--- Records for this task ---

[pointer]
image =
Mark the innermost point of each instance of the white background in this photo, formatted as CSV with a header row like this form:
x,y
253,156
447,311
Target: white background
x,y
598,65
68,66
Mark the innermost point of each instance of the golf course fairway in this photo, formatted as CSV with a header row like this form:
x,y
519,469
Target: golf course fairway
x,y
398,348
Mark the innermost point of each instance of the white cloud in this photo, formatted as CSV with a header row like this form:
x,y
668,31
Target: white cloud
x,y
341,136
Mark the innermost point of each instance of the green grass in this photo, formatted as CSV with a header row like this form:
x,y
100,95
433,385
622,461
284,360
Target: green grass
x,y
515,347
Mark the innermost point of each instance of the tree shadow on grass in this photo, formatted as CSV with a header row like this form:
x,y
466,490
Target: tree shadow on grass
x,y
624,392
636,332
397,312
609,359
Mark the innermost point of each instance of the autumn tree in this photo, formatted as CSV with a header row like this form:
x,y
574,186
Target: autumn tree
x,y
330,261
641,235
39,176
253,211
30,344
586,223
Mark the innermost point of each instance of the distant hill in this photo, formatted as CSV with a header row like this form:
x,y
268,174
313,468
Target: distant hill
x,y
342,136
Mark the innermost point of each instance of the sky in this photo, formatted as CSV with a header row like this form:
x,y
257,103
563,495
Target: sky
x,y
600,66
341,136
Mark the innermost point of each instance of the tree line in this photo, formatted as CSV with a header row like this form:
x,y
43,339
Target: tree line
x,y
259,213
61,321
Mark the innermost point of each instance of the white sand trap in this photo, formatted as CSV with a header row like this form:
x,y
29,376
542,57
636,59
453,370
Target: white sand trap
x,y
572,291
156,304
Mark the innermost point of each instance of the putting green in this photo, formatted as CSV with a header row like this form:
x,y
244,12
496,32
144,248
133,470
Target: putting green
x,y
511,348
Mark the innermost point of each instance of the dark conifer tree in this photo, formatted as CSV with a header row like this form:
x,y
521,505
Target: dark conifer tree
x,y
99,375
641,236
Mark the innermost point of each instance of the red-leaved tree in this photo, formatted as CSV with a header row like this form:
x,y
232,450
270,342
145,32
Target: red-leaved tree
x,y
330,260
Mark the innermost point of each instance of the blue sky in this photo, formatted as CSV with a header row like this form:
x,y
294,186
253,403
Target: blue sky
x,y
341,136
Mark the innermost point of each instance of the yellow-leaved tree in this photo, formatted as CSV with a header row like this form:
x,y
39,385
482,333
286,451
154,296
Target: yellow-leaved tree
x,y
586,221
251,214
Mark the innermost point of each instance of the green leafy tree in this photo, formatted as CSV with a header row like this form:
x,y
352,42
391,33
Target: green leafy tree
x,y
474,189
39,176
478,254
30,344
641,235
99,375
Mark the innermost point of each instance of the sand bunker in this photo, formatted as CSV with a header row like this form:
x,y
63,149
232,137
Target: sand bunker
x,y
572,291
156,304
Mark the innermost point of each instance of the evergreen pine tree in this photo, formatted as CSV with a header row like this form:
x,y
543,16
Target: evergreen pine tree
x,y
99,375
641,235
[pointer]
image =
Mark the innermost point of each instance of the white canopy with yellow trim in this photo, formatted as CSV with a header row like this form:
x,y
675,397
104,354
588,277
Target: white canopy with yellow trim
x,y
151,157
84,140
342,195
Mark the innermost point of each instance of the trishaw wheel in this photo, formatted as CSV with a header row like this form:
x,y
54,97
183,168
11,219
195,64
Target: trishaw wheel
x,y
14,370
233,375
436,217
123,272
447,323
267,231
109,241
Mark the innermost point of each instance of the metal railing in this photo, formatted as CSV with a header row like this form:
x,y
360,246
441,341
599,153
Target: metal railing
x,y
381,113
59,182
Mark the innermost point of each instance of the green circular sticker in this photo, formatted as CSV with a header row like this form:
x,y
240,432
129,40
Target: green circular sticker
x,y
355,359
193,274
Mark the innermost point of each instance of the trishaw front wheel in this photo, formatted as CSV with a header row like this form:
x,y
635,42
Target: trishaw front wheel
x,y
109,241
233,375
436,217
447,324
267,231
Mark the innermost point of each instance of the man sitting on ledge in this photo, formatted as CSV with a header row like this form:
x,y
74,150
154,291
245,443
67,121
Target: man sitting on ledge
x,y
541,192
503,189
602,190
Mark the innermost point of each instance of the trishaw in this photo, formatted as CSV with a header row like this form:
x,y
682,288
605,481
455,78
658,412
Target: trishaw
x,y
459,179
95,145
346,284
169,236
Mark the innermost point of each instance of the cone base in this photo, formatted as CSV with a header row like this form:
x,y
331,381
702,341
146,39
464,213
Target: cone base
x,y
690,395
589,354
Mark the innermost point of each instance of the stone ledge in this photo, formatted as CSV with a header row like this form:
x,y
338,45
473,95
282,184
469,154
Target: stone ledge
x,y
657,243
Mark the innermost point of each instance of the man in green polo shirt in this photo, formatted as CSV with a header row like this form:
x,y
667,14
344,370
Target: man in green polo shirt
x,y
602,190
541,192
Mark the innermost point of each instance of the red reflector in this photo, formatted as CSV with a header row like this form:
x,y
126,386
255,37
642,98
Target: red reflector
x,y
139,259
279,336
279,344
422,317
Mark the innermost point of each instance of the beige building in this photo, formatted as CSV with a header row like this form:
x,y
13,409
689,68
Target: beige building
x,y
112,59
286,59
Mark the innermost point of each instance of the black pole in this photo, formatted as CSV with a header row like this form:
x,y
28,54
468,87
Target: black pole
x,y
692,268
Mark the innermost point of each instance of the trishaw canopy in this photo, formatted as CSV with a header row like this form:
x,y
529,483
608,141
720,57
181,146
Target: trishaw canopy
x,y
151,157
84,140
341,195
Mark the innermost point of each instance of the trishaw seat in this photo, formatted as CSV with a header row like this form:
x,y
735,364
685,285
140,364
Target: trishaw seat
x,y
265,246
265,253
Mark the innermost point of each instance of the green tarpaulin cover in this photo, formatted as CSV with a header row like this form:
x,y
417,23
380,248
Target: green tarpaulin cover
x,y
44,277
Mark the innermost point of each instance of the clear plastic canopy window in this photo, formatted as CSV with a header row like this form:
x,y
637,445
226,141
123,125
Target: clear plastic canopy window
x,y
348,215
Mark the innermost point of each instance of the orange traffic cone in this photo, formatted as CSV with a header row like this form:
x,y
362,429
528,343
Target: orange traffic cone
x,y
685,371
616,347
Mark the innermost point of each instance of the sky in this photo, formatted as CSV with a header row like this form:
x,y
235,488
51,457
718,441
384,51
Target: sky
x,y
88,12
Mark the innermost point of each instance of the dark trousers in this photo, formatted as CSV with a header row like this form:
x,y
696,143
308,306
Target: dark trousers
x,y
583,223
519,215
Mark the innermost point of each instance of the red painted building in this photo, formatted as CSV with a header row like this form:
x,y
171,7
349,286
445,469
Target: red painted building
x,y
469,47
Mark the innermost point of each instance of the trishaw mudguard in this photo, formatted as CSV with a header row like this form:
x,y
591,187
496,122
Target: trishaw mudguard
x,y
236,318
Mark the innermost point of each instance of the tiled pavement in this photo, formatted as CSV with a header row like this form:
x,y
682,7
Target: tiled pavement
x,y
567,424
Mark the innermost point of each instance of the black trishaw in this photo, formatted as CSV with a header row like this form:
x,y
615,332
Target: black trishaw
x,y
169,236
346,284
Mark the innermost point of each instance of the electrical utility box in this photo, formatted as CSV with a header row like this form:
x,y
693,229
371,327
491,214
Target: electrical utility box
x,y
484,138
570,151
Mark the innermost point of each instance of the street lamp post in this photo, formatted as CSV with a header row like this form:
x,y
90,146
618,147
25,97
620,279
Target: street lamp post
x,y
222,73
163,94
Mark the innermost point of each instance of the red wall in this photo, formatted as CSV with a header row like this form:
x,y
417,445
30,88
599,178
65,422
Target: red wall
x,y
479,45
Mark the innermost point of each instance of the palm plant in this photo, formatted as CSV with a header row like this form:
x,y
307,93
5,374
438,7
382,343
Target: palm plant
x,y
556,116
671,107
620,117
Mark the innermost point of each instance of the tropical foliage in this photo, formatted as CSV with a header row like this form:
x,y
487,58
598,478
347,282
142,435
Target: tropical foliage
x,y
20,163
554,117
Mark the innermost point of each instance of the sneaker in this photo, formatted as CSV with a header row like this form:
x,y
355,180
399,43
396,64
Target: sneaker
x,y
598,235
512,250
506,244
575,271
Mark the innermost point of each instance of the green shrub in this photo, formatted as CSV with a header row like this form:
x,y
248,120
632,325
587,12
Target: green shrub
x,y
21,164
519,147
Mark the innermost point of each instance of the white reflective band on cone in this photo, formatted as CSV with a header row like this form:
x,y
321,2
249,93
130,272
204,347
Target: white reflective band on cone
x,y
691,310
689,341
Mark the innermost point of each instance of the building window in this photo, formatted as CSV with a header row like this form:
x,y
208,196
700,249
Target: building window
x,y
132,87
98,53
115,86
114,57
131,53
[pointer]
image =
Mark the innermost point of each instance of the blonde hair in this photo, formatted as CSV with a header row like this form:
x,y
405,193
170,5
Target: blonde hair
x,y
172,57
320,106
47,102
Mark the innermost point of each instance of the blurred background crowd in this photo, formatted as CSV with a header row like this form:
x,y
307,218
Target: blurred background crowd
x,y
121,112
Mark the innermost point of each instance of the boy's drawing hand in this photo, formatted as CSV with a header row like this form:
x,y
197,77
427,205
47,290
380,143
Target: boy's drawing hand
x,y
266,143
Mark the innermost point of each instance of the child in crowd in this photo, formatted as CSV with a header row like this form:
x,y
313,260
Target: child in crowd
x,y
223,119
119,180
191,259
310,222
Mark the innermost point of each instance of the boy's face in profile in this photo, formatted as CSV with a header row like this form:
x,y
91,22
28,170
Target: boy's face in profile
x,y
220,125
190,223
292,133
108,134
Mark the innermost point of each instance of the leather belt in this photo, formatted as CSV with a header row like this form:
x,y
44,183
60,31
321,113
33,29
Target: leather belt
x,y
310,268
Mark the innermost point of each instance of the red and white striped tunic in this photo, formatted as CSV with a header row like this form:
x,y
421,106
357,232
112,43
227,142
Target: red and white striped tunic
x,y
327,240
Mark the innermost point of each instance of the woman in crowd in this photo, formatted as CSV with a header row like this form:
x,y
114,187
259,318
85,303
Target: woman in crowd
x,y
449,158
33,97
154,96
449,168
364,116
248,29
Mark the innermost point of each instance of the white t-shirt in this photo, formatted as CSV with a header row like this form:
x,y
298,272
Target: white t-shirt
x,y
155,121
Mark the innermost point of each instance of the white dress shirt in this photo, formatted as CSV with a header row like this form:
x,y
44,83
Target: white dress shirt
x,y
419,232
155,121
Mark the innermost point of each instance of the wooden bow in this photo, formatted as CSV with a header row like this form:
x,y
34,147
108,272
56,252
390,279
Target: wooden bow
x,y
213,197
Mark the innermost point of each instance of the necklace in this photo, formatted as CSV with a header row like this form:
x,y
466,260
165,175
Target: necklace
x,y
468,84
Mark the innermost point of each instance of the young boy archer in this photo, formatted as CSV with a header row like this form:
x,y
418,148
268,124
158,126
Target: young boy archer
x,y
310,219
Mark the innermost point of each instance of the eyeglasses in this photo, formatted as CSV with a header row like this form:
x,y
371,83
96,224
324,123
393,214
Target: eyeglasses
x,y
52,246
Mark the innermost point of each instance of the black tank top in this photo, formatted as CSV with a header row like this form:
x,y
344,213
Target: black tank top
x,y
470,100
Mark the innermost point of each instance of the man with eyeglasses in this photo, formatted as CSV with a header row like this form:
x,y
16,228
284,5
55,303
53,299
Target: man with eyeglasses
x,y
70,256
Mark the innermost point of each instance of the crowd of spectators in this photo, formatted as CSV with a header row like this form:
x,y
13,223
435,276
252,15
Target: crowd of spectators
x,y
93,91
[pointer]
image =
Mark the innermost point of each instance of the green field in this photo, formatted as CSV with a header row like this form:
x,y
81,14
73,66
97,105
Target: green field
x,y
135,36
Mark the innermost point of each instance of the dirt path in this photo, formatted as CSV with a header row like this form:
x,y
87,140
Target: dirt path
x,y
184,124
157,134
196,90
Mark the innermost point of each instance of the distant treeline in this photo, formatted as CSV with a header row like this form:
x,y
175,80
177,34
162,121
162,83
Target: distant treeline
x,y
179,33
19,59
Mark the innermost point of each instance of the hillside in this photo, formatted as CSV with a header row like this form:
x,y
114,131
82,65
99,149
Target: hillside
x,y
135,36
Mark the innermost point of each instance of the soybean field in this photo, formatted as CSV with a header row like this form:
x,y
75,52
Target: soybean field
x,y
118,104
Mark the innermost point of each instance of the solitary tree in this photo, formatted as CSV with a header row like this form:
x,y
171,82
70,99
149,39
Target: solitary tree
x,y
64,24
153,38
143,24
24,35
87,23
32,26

---

_Exercise objective_: Repeat exactly the lines above, starting with the line that contains "Mark the innermost point of each instance of the hillside" and ending with the last line, both included, and nothing else.

_Exercise answer_:
Mark the innermost point of each instance of the hillside in this photo, formatted as CSV with a header row like this form:
x,y
114,131
82,65
99,149
Target: hillside
x,y
135,36
Mark the innermost point of each instance of the soybean field in this photo, formatted as CSV with a header row like this form:
x,y
75,52
Target: soybean field
x,y
118,104
Mark the innermost point of each instance of the solitary tree in this photo, formatted as CSV with a header row like this form:
x,y
171,82
70,99
149,39
Target: solitary tree
x,y
64,24
153,38
143,24
24,35
87,23
32,26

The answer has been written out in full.